---- Trecho do documento

Revolucionando a audição: Terapia genética para surdez infantil

Por , em 20.10.2023

Duas empresas sediadas em Boston, Akouos e Decibel Therapeutics, iniciaram ensaios clínicos com o objetivo de restaurar a audição em crianças afetadas por uma forma rara de surdez genética. Os ensaios têm como alvo crianças que sofrem de perda auditiva grave devido a variações genéticas no gene OTOF. Outra empresa, a Sensorion, na França, está se preparando para iniciar um ensaio semelhante na Europa. Todas as três empresas estão seguindo uma abordagem de terapia genética, com o objetivo de introduzir cópias funcionais do gene OTOF no ouvido interno. Esta terapia genética é projetada para ser administrada uma vez e fornecer efeitos duradouros.

Fatores genéticos respondem por 50 a 60 por cento dos casos de perda auditiva em bebês, com até 8 por cento desses casos atribuídos a mutações no gene OTOF. Estima-se que cerca de 20.000 indivíduos nos Estados Unidos, Reino Unido, Alemanha, França, Espanha e Itália sejam afetados por essa condição genética. Pessoas com mutações no gene OTOF carecem de uma proteína crucial para a audição, conhecida como otoferlina.

O principal objetivo desses ensaios é restaurar a audição natural em todas as frequências em bebês afetados, permitindo que ouçam desde cedo, desenvolvam a fala e interajam com seu ambiente usando o espectro completo de som. De acordo com Vassili Valayannopoulos, vice-presidente e chefe de pesquisa clínica e desenvolvimento da Decibel Therapeutics, a otoferlina age como um interruptor que controla a liberação de um neurotransmissor quando ondas sonoras interagem com as células ciliadas sensoriais no ouvido interno. Se esse interruptor estiver defeituoso, a liberação do neurotransmissor não ocorre. A estratégia das empresas é introduzir cópias funcionais do gene OTOF nessas células ciliadas, estimulando a produção da proteína otoferlina e, assim, restaurando a audição.

--------
---- Trechos dos registros

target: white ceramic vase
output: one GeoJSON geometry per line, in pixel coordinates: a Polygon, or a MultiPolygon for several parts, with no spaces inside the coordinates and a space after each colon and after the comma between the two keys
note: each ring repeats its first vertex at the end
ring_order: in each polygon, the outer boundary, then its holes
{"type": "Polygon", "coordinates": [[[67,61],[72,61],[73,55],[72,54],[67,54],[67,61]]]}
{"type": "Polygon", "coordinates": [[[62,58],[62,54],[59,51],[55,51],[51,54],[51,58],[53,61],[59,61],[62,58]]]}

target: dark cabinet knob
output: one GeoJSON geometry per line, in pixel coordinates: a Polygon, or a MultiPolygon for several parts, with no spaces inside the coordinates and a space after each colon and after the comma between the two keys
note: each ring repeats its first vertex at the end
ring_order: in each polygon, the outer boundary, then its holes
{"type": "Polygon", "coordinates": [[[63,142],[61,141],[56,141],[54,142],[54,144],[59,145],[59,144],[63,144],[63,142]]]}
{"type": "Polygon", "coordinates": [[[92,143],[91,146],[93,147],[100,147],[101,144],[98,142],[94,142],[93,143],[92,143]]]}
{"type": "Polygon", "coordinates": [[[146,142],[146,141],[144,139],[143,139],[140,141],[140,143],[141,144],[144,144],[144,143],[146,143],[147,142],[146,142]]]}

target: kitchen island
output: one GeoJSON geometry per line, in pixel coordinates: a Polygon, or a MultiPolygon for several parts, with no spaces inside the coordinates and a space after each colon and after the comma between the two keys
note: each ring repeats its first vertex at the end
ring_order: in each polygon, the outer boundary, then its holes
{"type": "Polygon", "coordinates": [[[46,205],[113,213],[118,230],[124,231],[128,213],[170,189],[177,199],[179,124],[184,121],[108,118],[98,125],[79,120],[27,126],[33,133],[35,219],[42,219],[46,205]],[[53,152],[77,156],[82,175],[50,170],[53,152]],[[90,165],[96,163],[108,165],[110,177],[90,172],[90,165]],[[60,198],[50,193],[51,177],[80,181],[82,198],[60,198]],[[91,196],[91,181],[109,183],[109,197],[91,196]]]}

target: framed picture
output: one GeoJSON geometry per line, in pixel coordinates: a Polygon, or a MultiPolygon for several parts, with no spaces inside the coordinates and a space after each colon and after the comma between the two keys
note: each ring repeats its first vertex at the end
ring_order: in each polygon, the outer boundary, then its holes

--------

• [Tarefa proposta A]:
Liste os países citados no texto sobre terapia genética para surdez infantil na estimativa de pessoas afetadas pela condição genética.
• [Tarefa proposta B]:
Segundo o texto sobre terapia genética para surdez infantil, qual proteína falta às pessoas com mutações no gene OTOF?
• [Tarefa proposta C]:
Prossiga o texto sobre terapia genética para surdez infantil, começando depois da última frase.
O material não tem relação com o texto sobre terapia genética para surdez infantil.

• [Resposta A]:
Estados Unidos, Reino Unido, Alemanha, França, Espanha e Itália.

• [Resposta B]:
A otoferlina.

• [Resposta C]:
Para administrar a terapia genética, é feita uma pequena incisão atrás da orelha para infundir a terapia na cóclea, a parte em forma de espiral do ouvido interno. Este é o mesmo local onde os implantes cocleares são implantados. Os implantes cocleares, embora possam estimular o nervo auditivo usando eletrodos, não oferecem uma experiência auditiva natural e podem resultar em qualidade de som robótica ou metálica, tornando-os menos eficazes na transmissão das complexidades da música ou na distinção da fala do ruído de fundo.

A terapia genética é considerada atraente porque tem o potencial de oferecer uma capacidade mais natural de entender a fala e apreciar experiências auditivas complexas, como música. Por outro lado, os implantes cocleares podem ficar aquém nesse aspecto.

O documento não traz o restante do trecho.